Set of tasks =
**a.** In the article on gene editing in food crops, what allergen does it give as an example of one that gene editing can reduce or eliminate?
**b.** Pick up the article on gene editing in food crops right after its final sentence and write the next part.

Source text =
━━━━━━━━━━━━━━━━
How gene editing is bringing healthier, planet-saving foods to your plate

Gene editing is a powerful way to modify the composition of food crops, making them more nutritious, safer, and better quality and better value for consumers.

• Tackling malnutrition and obesity: It can be used to boost the content of essential vitamins and minerals in food crops, and to develop healthier varieties with enhanced nutritional profiles. This can help combat global nutrient deficiencies and relieve the impacts of poor diets and rising obesity rates on public health care.
• Enhancing food safety: Gene editing can reduce or eliminate certain allergens (like gluten in wheat) or harmful natural toxins. This improves food safety and allows people with dietary restrictions to safely enjoy a wider variety of foods.
• Improving taste and appeal: Scientists can use gene editing to enhance the natural flavour compounds in fruits and vegetables, making them taste better.
• Less waste and lower bills: By making subtle changes, we can give fresh produce a longer shelf life. This means less food is thrown away by shops and households, putting less strain on the food supply and helping to reduce food costs.

"Biofortification provides a critical opportunity to improve the nutritional properties of foods through both traditional and modern approaches such as gene editing. Improving nutritional quality is essential for creating better dietary choices that will ultimately increase the healthy lifespan of the population.

“The UK now has the lowest Healthy Life Expectancy in western Europe and this is partly due to a national diet containing energy-dense foods that lack essential nutrients. This places a huge and often avoidable burden on the NHS, so we desperately need to focus more on increasing the nutrient density of foods.”

Professor Martin Warren, research group leader at the Quadram Institute and Co-Director of the BBSRC-funded Biofortification Hub hosted by the John Innes Centre and Quadram Institute.

Farmers face constant challenges from pests, diseases, and unpredictable weather conditions, which can have devastating effects on their crop yields. Gene editing offers them genetic solutions that reduce these risks and enhance crop efficiency, helping them to save money, secure our food supply and address the rising costs of production.

• Climate resilience: Precision breeding helps create climate-proof crops that are better adapted to harsh environmental extremes like heat, drought and heavy rainfall. This is essential for stabilising yields in the face of climate change, giving farmers greater security.
• Pest and disease resistance: Crops can be edited to make them resistant to common pests and diseases, dramatically reducing the need for chemical pesticides and cutting costs for farmers.
• Enhanced efficiency and higher yields: By fine tuning plant genetics to make crops highly efficient at using soil nutrients and water, precision breeding can significantly improve yields whilst reducing the need for expensive agricultural inputs like chemical fertilisers.
━━━━━━━━━━━━━━━━
Given data =
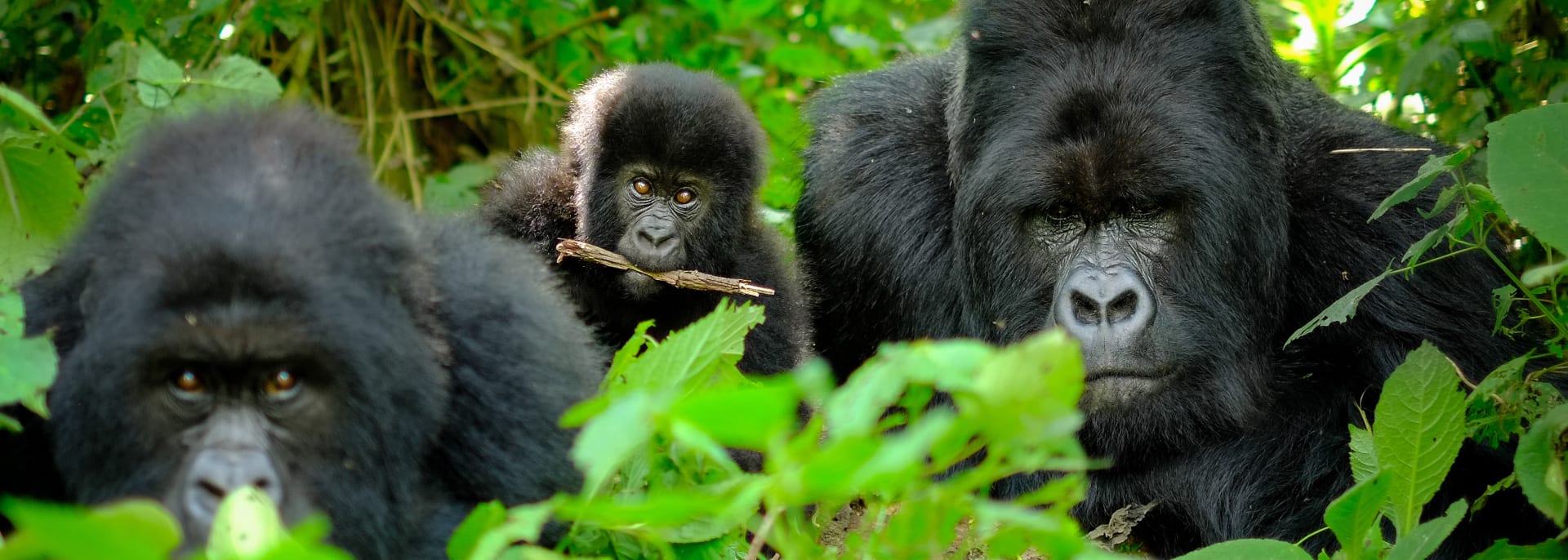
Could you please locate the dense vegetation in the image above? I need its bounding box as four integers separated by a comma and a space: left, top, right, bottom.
0, 0, 1568, 560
━━━━━━━━━━━━━━━━
Answers for the exercise =
**a.** Gluten in wheat.

**b.**
“UK agriculture is under increasing pressure to produce more food with fewer resources, reduce environmental impact and adapt to a rapidly changing climate – all while managing intense cost pressures. Precision-bred crops offer real potential to help us meet these challenges, so being able to trial them on our farms is a major turning point for the sector. Under current legislation we have a unique opportunity to do this work here in the UK and share our findings and experiences for the greater good.”

Tom Allen-Stevens, Oxfordshire arable farmer and managing director of the British On-Farm Innovation Network (BOFIN)

Precision breeding is a critical tool for building a truly sustainable and nature-positive food system. By making crops more efficient and resilient, it directly tackles the greatest ecological pressures caused by modern agriculture.

• Safeguarding biodiversity: Intensive farming is a leading contributor to global biodiversity loss. By reducing the need for chemical pesticides and fertilisers, gene editing can help to protect vital pollinators and soil biodiversity, which are essential components of healthy ecosystems and productive agriculture.
• Preventing habitat loss: Increased crop resilience and yield efficiency mean farmers can produce more food from the existing land. This means that fewer natural habitats, such as woodlands and meadows, need to be destroyed for agricultural expansion.
• Cutting fossil fuel dependence: The production and transport of synthetic fertilisers and pesticides are highly energy intensive and rely on the petrochemical industry. So by reducing the need for these chemicals, we can lower the carbon footprint of farming and its reliance on fossil fuels.

Gene editing also serves as an ultra-efficient discovery tool for scientists. By enabling precise, targeted changes to a gene, it helps researchers swiftly uncover how plants function and respond to their environment, and understand the roles of specific genes. 

By accelerating this detective work, scientists can quickly identify and confirm helpful new traits and move them rapidly into crop improvement programmes.